Note 8. Stock-Based Compensation

Nanometrics accounts for stock-based compensation using the intrinsic
value method in accordance with the provision of Accounting Principles Board
Opinion No. 25, Accounting for Stock Issued to Employees, as allowed by
Statement of Financial Accounting Standards (SFAS) No. 123, Accounting for Stock
Based Compensation as amended by SFAS No. 148, Accounting for Stock Based
Compensation-Transition and Disclosures, an Amendment of FASB Statement No. 123.

Under the intrinsic value method, Nanometrics does not recognize any
compensation expense, as the exercise price of all stock options is equal to the
fair market value at the time the options are granted. Had compensation expense
been recognized using the fair value-based methods under SFAS No. 123,
Nanometrics' pro forma consolidated loss and loss per share would have been as
follows (in thousands, except per share amounts):



Three Months Ended Six Months Ended
---------------------- -----------------------
July 3, June 28, July 3, June 28,
2004 2003 2004 2003
--------- --------- --------- ----------

Net Income (Loss)
As reported $ 1,302 $ (4,083) $ 90 $ (13,667)
Deduct: Total stock-based employee
compensation expense determined under
fair value based method for all awards,
net of related income tax effects (1,121) (1,525) (2,355) (5,724)

Data lines >>
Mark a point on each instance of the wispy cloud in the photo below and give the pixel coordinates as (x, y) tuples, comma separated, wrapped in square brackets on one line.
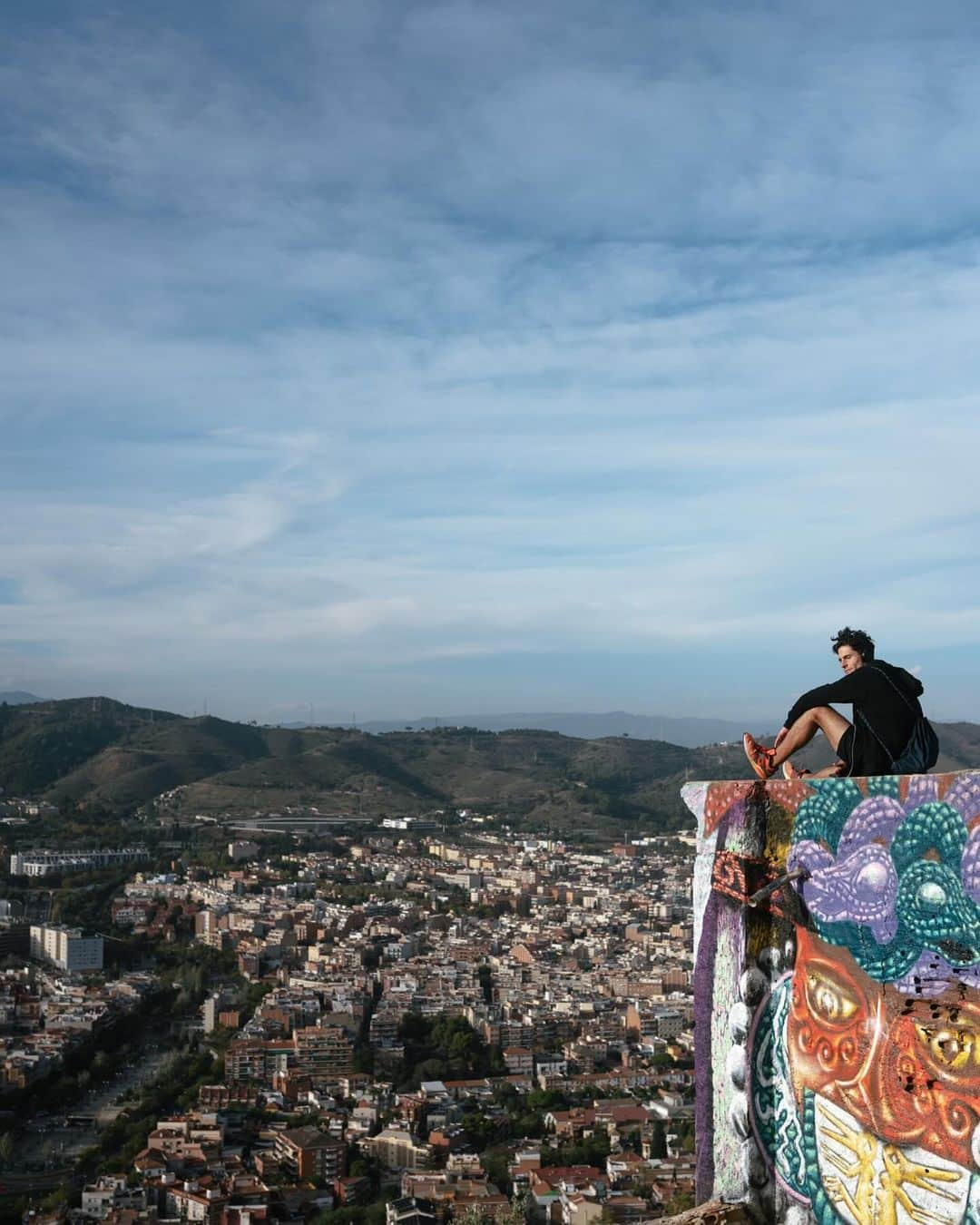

What is asked >>
**A.** From the stock-based compensation note, quote the stretch from "Deduct: Total stock-based" through "(1,525) (2,355) (5,724)" word for word.
**B.** List every dollar amount in the "As reported" row of the stock-based compensation note.

Responses to the tasks >>
**A.**
Deduct: Total stock-based employee
compensation expense determined under
fair value based method for all awards,
net of related income tax effects (1,121) (1,525) (2,355) (5,724)

**B.**
$ 1,302
$ (4,083)
$ 90
$ (13,667)